__TASK DETAILS__
Reproduce the records verbatim, from the first line through the line that contains "MULTIPOLYGON (((242 102, 242", including both ends.
------------------------
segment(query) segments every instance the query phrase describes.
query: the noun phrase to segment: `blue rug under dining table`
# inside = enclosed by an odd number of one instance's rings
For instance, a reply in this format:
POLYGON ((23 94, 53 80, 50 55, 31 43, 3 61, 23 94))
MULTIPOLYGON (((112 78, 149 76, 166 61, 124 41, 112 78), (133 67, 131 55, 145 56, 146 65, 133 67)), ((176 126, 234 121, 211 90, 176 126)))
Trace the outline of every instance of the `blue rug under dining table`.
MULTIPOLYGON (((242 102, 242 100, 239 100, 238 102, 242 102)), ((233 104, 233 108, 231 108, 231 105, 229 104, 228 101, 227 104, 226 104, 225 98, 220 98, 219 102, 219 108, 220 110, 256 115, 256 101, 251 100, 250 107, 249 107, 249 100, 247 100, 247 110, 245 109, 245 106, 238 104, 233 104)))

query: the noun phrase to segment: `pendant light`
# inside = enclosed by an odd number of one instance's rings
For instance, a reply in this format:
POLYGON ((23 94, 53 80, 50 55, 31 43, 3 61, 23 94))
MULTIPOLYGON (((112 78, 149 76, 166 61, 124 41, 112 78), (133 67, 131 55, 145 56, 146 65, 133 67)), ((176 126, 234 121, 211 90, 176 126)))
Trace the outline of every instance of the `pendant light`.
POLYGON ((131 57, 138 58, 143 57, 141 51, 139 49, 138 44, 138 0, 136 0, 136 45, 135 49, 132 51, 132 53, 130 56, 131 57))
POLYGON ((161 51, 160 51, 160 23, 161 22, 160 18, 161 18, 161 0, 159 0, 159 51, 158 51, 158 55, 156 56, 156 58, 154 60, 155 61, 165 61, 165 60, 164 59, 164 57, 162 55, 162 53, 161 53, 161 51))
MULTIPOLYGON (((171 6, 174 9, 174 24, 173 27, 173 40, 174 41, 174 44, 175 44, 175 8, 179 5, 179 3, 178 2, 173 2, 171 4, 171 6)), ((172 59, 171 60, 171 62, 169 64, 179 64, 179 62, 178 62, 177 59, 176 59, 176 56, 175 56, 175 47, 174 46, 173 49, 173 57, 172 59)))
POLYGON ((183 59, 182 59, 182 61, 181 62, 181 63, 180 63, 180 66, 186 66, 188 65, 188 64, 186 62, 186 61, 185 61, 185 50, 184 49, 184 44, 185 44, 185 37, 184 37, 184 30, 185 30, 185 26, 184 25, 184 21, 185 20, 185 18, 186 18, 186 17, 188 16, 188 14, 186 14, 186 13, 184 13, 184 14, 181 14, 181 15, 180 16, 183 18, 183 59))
------------------------
__EXERCISE OUTPUT__
segment(query) segments every instance the query phrase describes.
query: the noun phrase to segment: `blue rug under dining table`
# inside = enclosed by an odd number of one instance's rings
For instance, a reply in this format:
POLYGON ((23 94, 53 80, 50 55, 31 43, 3 61, 23 94))
MULTIPOLYGON (((112 78, 149 76, 166 61, 124 41, 112 78), (133 67, 131 55, 145 56, 146 65, 133 67)), ((176 126, 234 121, 211 90, 176 126)))
Trace the outline of every instance of the `blue rug under dining table`.
MULTIPOLYGON (((242 102, 242 100, 239 100, 238 102, 242 102)), ((233 104, 233 108, 231 108, 231 105, 229 104, 228 101, 227 104, 226 104, 225 98, 220 98, 219 102, 219 108, 220 110, 256 115, 256 101, 251 100, 250 107, 249 107, 249 100, 247 100, 247 110, 245 109, 245 106, 238 104, 233 104)))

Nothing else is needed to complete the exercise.